• **AIM**
List every line of the material below that contains the word "Give". Copy each such line in full.

• **DATA PROVIDED**
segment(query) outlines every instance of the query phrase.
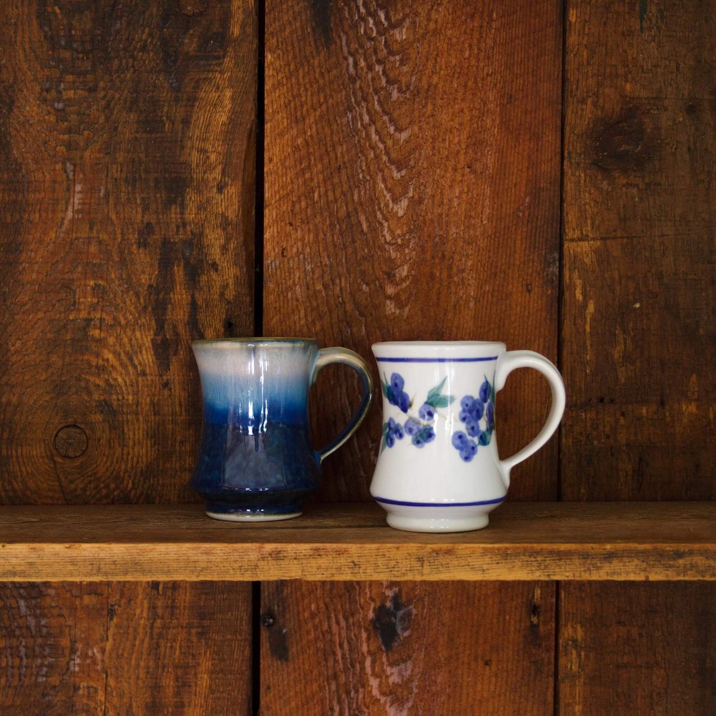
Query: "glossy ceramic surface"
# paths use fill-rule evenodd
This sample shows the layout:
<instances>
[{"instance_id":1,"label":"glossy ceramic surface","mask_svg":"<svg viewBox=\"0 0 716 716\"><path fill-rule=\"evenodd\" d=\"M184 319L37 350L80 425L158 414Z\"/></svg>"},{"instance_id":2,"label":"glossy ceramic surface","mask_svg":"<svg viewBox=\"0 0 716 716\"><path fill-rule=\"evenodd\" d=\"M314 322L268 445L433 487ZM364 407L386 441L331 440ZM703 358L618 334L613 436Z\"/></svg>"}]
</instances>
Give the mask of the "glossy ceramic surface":
<instances>
[{"instance_id":1,"label":"glossy ceramic surface","mask_svg":"<svg viewBox=\"0 0 716 716\"><path fill-rule=\"evenodd\" d=\"M365 363L346 349L319 350L304 339L196 341L203 402L201 448L191 485L207 513L233 521L301 514L318 485L321 460L357 428L370 404ZM319 370L342 362L363 380L361 406L329 446L311 447L309 388Z\"/></svg>"},{"instance_id":2,"label":"glossy ceramic surface","mask_svg":"<svg viewBox=\"0 0 716 716\"><path fill-rule=\"evenodd\" d=\"M556 430L564 385L556 368L503 343L394 342L373 346L383 395L382 433L370 492L391 526L462 531L488 524L507 495L510 470ZM552 407L526 448L500 460L495 399L507 375L531 367L547 378Z\"/></svg>"}]
</instances>

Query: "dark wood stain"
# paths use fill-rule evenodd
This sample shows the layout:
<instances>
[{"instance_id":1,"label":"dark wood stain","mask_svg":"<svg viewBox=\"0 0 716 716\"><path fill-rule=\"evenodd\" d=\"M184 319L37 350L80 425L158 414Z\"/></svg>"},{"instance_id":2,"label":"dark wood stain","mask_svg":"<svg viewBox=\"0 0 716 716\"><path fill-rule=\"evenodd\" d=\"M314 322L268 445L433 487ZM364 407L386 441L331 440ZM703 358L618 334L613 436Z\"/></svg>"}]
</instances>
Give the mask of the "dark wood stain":
<instances>
[{"instance_id":1,"label":"dark wood stain","mask_svg":"<svg viewBox=\"0 0 716 716\"><path fill-rule=\"evenodd\" d=\"M268 632L268 649L274 659L279 662L289 660L289 639L286 627L276 621L276 614L266 612L261 617L261 625Z\"/></svg>"},{"instance_id":2,"label":"dark wood stain","mask_svg":"<svg viewBox=\"0 0 716 716\"><path fill-rule=\"evenodd\" d=\"M412 607L401 602L400 591L375 610L371 624L386 652L390 652L395 642L410 631L412 615Z\"/></svg>"},{"instance_id":3,"label":"dark wood stain","mask_svg":"<svg viewBox=\"0 0 716 716\"><path fill-rule=\"evenodd\" d=\"M593 132L592 163L601 169L639 171L654 158L654 140L647 138L644 118L634 109L599 123Z\"/></svg>"},{"instance_id":4,"label":"dark wood stain","mask_svg":"<svg viewBox=\"0 0 716 716\"><path fill-rule=\"evenodd\" d=\"M552 583L265 582L261 602L291 635L283 661L261 629L262 714L552 712Z\"/></svg>"},{"instance_id":5,"label":"dark wood stain","mask_svg":"<svg viewBox=\"0 0 716 716\"><path fill-rule=\"evenodd\" d=\"M308 0L311 6L311 16L313 18L316 34L323 40L328 48L331 45L332 28L331 16L333 12L333 0Z\"/></svg>"},{"instance_id":6,"label":"dark wood stain","mask_svg":"<svg viewBox=\"0 0 716 716\"><path fill-rule=\"evenodd\" d=\"M716 12L566 16L562 496L713 499ZM561 711L716 710L711 584L559 589Z\"/></svg>"},{"instance_id":7,"label":"dark wood stain","mask_svg":"<svg viewBox=\"0 0 716 716\"><path fill-rule=\"evenodd\" d=\"M195 499L190 340L227 315L253 333L254 9L4 15L0 503ZM0 712L248 713L250 605L236 584L0 585Z\"/></svg>"}]
</instances>

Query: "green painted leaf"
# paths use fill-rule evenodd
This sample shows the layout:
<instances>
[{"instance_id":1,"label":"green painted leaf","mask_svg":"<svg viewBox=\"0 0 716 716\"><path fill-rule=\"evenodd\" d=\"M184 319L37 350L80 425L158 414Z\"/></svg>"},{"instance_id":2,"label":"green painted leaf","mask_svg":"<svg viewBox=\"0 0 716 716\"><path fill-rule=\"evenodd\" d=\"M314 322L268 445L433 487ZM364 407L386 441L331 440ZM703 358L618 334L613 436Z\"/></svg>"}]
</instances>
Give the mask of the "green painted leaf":
<instances>
[{"instance_id":1,"label":"green painted leaf","mask_svg":"<svg viewBox=\"0 0 716 716\"><path fill-rule=\"evenodd\" d=\"M448 379L448 376L446 375L441 381L440 385L436 385L434 388L431 388L427 393L427 399L425 400L429 405L433 405L433 403L430 402L430 400L435 397L437 397L440 395L440 391L442 390L442 386L445 385L445 381Z\"/></svg>"},{"instance_id":2,"label":"green painted leaf","mask_svg":"<svg viewBox=\"0 0 716 716\"><path fill-rule=\"evenodd\" d=\"M441 395L435 404L435 407L447 407L455 402L454 395Z\"/></svg>"}]
</instances>

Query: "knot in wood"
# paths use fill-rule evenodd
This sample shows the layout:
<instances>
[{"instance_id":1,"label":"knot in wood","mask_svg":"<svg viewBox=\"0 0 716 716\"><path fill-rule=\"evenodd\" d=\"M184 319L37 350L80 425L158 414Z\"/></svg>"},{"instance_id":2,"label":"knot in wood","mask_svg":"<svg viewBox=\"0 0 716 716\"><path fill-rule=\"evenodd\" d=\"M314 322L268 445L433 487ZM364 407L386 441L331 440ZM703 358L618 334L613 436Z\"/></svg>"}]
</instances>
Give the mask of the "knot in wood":
<instances>
[{"instance_id":1,"label":"knot in wood","mask_svg":"<svg viewBox=\"0 0 716 716\"><path fill-rule=\"evenodd\" d=\"M79 458L87 449L87 436L79 425L65 425L54 436L54 449L63 458Z\"/></svg>"}]
</instances>

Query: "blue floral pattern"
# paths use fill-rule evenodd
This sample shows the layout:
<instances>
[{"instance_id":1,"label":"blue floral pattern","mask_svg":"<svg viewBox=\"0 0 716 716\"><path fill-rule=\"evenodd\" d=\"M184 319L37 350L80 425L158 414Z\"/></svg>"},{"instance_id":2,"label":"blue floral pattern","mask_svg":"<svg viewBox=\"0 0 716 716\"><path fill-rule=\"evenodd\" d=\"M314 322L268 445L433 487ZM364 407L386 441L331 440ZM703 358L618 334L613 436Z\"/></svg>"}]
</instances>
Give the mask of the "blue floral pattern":
<instances>
[{"instance_id":1,"label":"blue floral pattern","mask_svg":"<svg viewBox=\"0 0 716 716\"><path fill-rule=\"evenodd\" d=\"M490 445L495 432L495 387L487 376L478 397L464 395L460 407L458 418L465 430L453 434L453 447L460 453L460 460L469 463L478 454L478 445Z\"/></svg>"},{"instance_id":2,"label":"blue floral pattern","mask_svg":"<svg viewBox=\"0 0 716 716\"><path fill-rule=\"evenodd\" d=\"M408 411L412 407L413 400L410 400L404 388L405 381L400 373L393 373L389 381L385 374L381 385L383 395L391 405L395 405L401 412L407 415L404 425L401 425L394 418L388 419L383 423L382 440L380 452L386 448L392 448L397 440L402 440L405 435L410 437L410 442L416 448L424 448L428 442L435 439L434 423L437 417L437 408L447 407L455 400L454 395L446 395L442 392L442 387L447 378L443 378L440 384L431 388L417 412L417 417L411 415Z\"/></svg>"}]
</instances>

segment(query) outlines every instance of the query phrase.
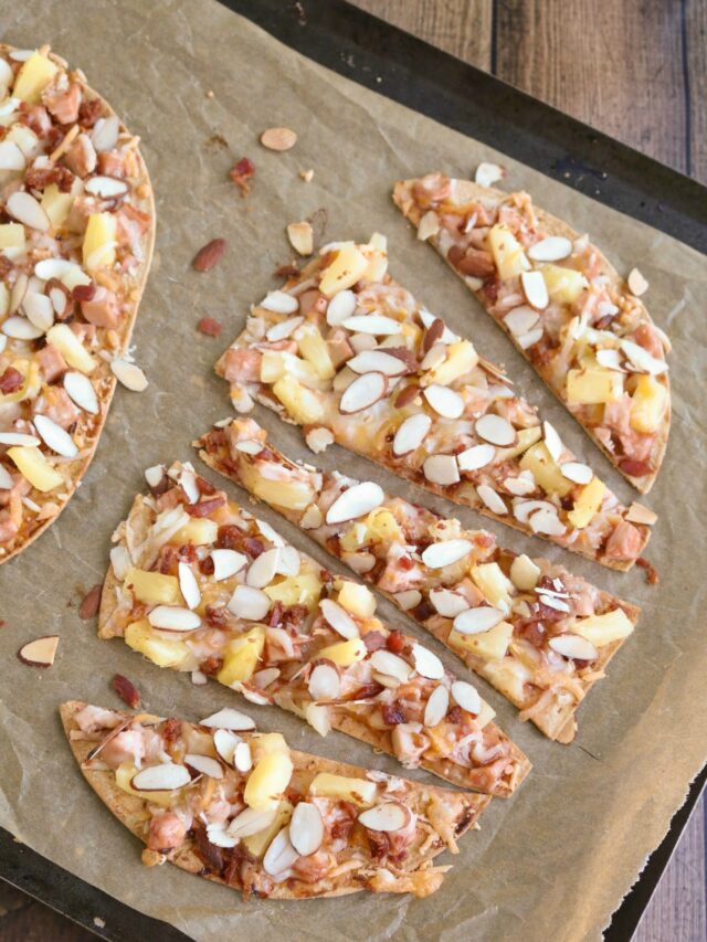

• **TASK OUTPUT**
Give the mask of the "glossy ceramic surface":
Give the mask of the "dark wood stain":
Give the mask of the "green painted leaf":
Give the mask of the "knot in wood":
Give the mask of the "blue floral pattern":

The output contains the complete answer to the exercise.